(Collection entries)
....................

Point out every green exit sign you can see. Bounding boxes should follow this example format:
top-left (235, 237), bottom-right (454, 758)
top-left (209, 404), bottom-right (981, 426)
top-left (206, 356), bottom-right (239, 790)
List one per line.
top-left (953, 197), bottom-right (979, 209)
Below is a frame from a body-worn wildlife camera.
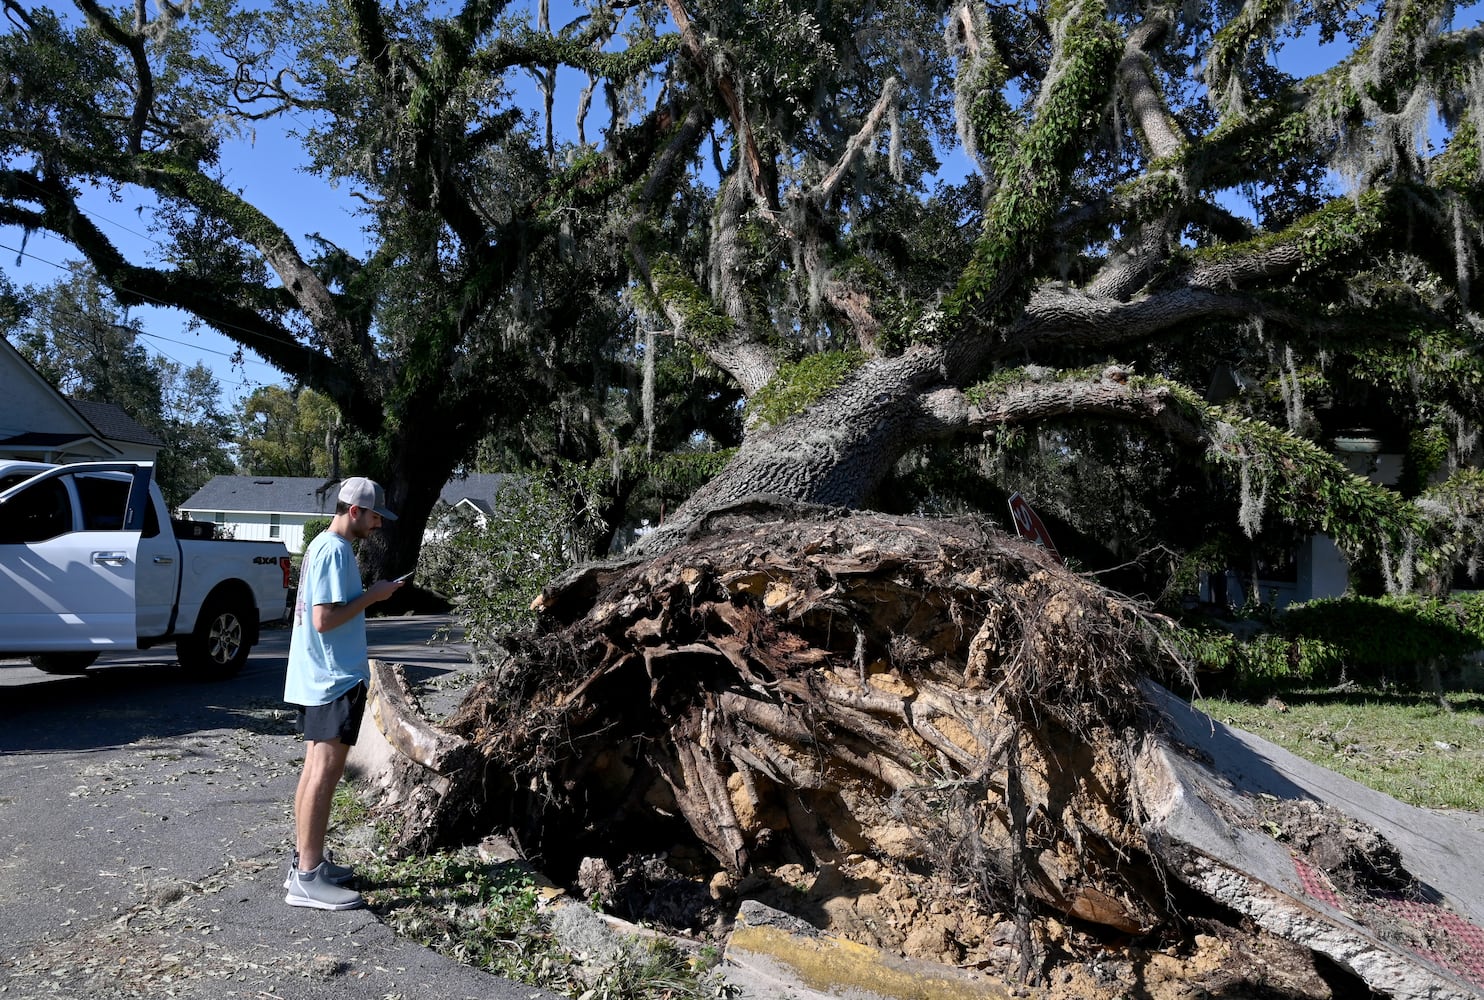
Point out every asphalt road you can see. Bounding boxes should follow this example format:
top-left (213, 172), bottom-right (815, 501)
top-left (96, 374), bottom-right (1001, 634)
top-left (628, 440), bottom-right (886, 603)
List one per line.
top-left (0, 616), bottom-right (555, 1000)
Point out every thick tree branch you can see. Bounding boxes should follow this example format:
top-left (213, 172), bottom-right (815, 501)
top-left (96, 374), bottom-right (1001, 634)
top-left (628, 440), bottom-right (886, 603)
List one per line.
top-left (345, 0), bottom-right (499, 258)
top-left (3, 0), bottom-right (36, 31)
top-left (2, 167), bottom-right (375, 422)
top-left (629, 240), bottom-right (780, 397)
top-left (128, 155), bottom-right (379, 364)
top-left (635, 104), bottom-right (707, 207)
top-left (345, 0), bottom-right (396, 81)
top-left (1086, 16), bottom-right (1185, 300)
top-left (74, 0), bottom-right (159, 154)
top-left (942, 1), bottom-right (1121, 338)
top-left (471, 25), bottom-right (678, 80)
top-left (787, 78), bottom-right (902, 350)
top-left (967, 369), bottom-right (1204, 445)
top-left (810, 77), bottom-right (900, 208)
top-left (1119, 16), bottom-right (1183, 161)
top-left (663, 0), bottom-right (772, 208)
top-left (1004, 283), bottom-right (1274, 358)
top-left (966, 370), bottom-right (1474, 586)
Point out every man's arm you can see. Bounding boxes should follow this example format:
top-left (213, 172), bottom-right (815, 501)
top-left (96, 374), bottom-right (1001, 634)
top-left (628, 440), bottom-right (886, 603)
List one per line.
top-left (311, 578), bottom-right (404, 633)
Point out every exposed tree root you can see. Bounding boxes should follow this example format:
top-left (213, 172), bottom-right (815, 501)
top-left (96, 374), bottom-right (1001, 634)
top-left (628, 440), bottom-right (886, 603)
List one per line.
top-left (376, 504), bottom-right (1387, 997)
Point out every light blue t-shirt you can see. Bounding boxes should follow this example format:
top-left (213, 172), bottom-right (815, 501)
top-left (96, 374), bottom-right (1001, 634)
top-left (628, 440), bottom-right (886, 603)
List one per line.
top-left (284, 530), bottom-right (368, 707)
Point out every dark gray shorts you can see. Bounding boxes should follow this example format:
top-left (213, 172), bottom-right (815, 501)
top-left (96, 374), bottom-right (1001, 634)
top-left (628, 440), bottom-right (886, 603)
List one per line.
top-left (295, 682), bottom-right (368, 745)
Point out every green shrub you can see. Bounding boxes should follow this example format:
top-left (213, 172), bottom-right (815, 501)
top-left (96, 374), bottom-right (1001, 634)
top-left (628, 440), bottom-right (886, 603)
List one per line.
top-left (1449, 590), bottom-right (1484, 636)
top-left (1171, 624), bottom-right (1343, 693)
top-left (301, 516), bottom-right (332, 553)
top-left (1278, 595), bottom-right (1483, 678)
top-left (418, 464), bottom-right (608, 648)
top-left (1175, 593), bottom-right (1484, 694)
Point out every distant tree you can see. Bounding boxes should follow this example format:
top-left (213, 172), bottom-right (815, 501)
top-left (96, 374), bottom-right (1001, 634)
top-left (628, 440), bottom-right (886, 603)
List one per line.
top-left (234, 384), bottom-right (340, 478)
top-left (0, 272), bottom-right (24, 337)
top-left (0, 0), bottom-right (693, 579)
top-left (4, 267), bottom-right (234, 507)
top-left (9, 265), bottom-right (162, 420)
top-left (153, 357), bottom-right (235, 508)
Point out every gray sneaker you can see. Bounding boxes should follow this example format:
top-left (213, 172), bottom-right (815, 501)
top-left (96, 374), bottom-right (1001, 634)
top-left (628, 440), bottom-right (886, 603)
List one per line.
top-left (284, 850), bottom-right (354, 888)
top-left (284, 862), bottom-right (365, 911)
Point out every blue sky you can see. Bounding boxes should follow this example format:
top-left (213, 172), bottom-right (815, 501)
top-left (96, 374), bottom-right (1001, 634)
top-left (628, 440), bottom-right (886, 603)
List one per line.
top-left (3, 1), bottom-right (1481, 409)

....................

■ **Assignment**:
Gather each line in the data that holds the string "blue".

■ **Answer section**:
Point out every light blue t-shirt you can see. Bounding boxes should follow this example format:
Point out every blue sky you can see. Bounding boxes should follow this example format:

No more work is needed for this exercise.